__OBJETIVO DA TAREFA__: Disponha todas as linhas da listagem como uma lista JSON de strings, com uma string por linha e sem as linhas em branco.

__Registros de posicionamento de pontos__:
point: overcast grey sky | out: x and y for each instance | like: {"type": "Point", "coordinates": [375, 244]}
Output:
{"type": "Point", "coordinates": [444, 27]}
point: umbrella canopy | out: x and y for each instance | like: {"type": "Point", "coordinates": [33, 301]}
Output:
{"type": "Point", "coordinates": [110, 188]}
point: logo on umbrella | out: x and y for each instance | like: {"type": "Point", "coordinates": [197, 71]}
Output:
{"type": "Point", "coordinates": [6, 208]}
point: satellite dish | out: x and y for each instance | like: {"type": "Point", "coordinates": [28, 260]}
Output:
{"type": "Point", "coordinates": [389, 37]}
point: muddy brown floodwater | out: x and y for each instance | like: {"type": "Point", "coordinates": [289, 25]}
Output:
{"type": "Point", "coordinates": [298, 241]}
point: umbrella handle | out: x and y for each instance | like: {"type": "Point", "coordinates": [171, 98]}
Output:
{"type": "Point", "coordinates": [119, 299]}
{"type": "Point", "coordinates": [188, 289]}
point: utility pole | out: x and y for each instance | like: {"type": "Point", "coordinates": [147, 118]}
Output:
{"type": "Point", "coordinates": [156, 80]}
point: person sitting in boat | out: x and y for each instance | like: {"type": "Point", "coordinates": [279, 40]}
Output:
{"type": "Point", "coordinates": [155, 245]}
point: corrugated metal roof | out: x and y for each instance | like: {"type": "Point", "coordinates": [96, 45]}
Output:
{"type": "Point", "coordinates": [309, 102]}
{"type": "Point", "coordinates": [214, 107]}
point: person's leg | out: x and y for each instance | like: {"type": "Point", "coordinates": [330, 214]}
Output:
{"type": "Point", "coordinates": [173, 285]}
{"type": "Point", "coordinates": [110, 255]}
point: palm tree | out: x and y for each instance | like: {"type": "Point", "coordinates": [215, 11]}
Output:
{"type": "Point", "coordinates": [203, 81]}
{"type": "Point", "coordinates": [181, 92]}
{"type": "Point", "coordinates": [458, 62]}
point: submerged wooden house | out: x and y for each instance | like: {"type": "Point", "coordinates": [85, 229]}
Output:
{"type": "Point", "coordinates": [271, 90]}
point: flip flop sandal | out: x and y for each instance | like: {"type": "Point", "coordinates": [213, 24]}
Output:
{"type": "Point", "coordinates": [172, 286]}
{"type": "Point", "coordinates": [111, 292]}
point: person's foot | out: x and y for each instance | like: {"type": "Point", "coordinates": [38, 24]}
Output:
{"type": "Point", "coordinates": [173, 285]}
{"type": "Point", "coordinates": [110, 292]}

__SAÍDA CORRETA__:
[
  "point: overcast grey sky | out: x and y for each instance | like: {\"type\": \"Point\", \"coordinates\": [375, 244]}",
  "Output:",
  "{\"type\": \"Point\", \"coordinates\": [444, 27]}",
  "point: umbrella canopy | out: x and y for each instance | like: {\"type\": \"Point\", \"coordinates\": [33, 301]}",
  "Output:",
  "{\"type\": \"Point\", \"coordinates\": [110, 188]}",
  "point: logo on umbrella | out: x and y for each instance | like: {\"type\": \"Point\", \"coordinates\": [197, 71]}",
  "Output:",
  "{\"type\": \"Point\", \"coordinates\": [6, 208]}",
  "point: satellite dish | out: x and y for each instance | like: {\"type\": \"Point\", \"coordinates\": [28, 260]}",
  "Output:",
  "{\"type\": \"Point\", \"coordinates\": [389, 37]}",
  "point: muddy brown floodwater | out: x and y for each instance | like: {\"type\": \"Point\", \"coordinates\": [289, 25]}",
  "Output:",
  "{\"type\": \"Point\", \"coordinates\": [298, 241]}",
  "point: umbrella handle | out: x and y for each instance | like: {\"type\": \"Point\", \"coordinates\": [171, 98]}",
  "Output:",
  "{\"type\": \"Point\", \"coordinates\": [119, 299]}",
  "{\"type\": \"Point\", \"coordinates\": [188, 289]}",
  "point: utility pole | out: x and y for each instance | like: {\"type\": \"Point\", \"coordinates\": [147, 118]}",
  "Output:",
  "{\"type\": \"Point\", \"coordinates\": [156, 80]}",
  "point: person sitting in boat | out: x and y for each instance | like: {\"type\": \"Point\", \"coordinates\": [279, 40]}",
  "Output:",
  "{\"type\": \"Point\", \"coordinates\": [155, 245]}",
  "point: corrugated metal roof | out: x and y for each instance | like: {\"type\": \"Point\", \"coordinates\": [96, 45]}",
  "Output:",
  "{\"type\": \"Point\", \"coordinates\": [309, 102]}",
  "{\"type\": \"Point\", \"coordinates\": [214, 107]}",
  "point: person's leg | out: x and y for each instance | like: {\"type\": \"Point\", \"coordinates\": [330, 214]}",
  "Output:",
  "{\"type\": \"Point\", \"coordinates\": [173, 285]}",
  "{\"type\": \"Point\", \"coordinates\": [110, 255]}",
  "point: palm tree | out: x and y for each instance | like: {\"type\": \"Point\", \"coordinates\": [215, 11]}",
  "Output:",
  "{\"type\": \"Point\", \"coordinates\": [203, 81]}",
  "{\"type\": \"Point\", \"coordinates\": [181, 92]}",
  "{\"type\": \"Point\", \"coordinates\": [458, 62]}",
  "point: submerged wooden house | out: x and y for each instance | like: {\"type\": \"Point\", \"coordinates\": [85, 229]}",
  "Output:",
  "{\"type\": \"Point\", \"coordinates\": [271, 90]}",
  "point: flip flop sandal | out: x and y for each instance | like: {\"type\": \"Point\", \"coordinates\": [213, 24]}",
  "Output:",
  "{\"type\": \"Point\", \"coordinates\": [172, 286]}",
  "{\"type\": \"Point\", \"coordinates\": [111, 292]}",
  "point: person's foot | out: x and y for each instance | like: {\"type\": \"Point\", \"coordinates\": [38, 24]}",
  "Output:",
  "{\"type\": \"Point\", \"coordinates\": [173, 285]}",
  "{\"type\": \"Point\", \"coordinates\": [110, 292]}"
]